Retype the complete listing exactly as it appears.

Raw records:
-- begin --

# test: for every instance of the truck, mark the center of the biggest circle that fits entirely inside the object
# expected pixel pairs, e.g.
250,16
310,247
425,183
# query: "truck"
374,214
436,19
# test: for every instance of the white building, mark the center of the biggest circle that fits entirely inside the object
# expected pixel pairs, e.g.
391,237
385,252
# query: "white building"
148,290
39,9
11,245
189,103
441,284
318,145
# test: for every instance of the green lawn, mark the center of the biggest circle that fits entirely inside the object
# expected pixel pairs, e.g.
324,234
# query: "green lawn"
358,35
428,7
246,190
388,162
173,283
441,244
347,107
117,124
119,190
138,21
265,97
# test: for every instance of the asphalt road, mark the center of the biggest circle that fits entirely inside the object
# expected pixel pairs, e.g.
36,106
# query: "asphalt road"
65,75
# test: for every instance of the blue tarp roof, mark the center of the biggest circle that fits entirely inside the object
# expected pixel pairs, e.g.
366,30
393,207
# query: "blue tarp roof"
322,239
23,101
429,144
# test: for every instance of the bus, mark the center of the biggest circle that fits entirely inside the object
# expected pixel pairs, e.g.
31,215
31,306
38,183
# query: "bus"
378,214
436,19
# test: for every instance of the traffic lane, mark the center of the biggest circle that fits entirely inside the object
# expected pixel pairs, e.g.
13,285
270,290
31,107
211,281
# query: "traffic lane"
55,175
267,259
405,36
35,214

-- end --

SOLUTION TO THE EXERCISE
# test: for every instance of the truck, mark the center of the biggest circle that fits entirely inside the object
# expected pixel pairs, e.g.
250,16
310,247
425,183
# query: "truck"
374,214
436,19
# test: for every instance of the white building, mark the center of the biggest circle that fits entirely inside the object
# expected pixel pairs, e.g.
391,237
385,252
# query: "white building"
148,290
39,9
11,245
189,103
441,284
318,145
# test: for every instance of the green lawn, mark the center of the biggest circle that fits entirely inside the object
# expected pixel pairs, e.g.
324,234
# query: "green lawn"
358,35
428,7
246,190
388,162
173,283
441,244
347,107
117,124
119,190
138,21
265,97
# test: for every instance of the asphalt road, mark the center of the biggest circle that fits entirely inside the object
# expected pixel pairs, e.g.
36,106
# query: "asphalt road"
65,75
# test: for every instance of the blue tarp roof, mark the center of the biggest circle that fits entirely inside the object
# expected pixel pairs, e.g.
366,30
393,207
# query: "blue tarp roof"
322,239
23,101
429,144
# test: for every instance of the bus, mark the center of the biggest circle that fits entirely inside the object
# expected pixel pairs, e.g.
31,215
31,306
38,183
# query: "bus"
378,214
436,19
# test: for every instance of the traffic lane, mark the center of the biggest circle that fits entirely inside the object
# expected pixel pairs, e.g.
13,285
270,290
31,107
211,281
# query: "traffic lane"
55,175
267,259
405,36
35,214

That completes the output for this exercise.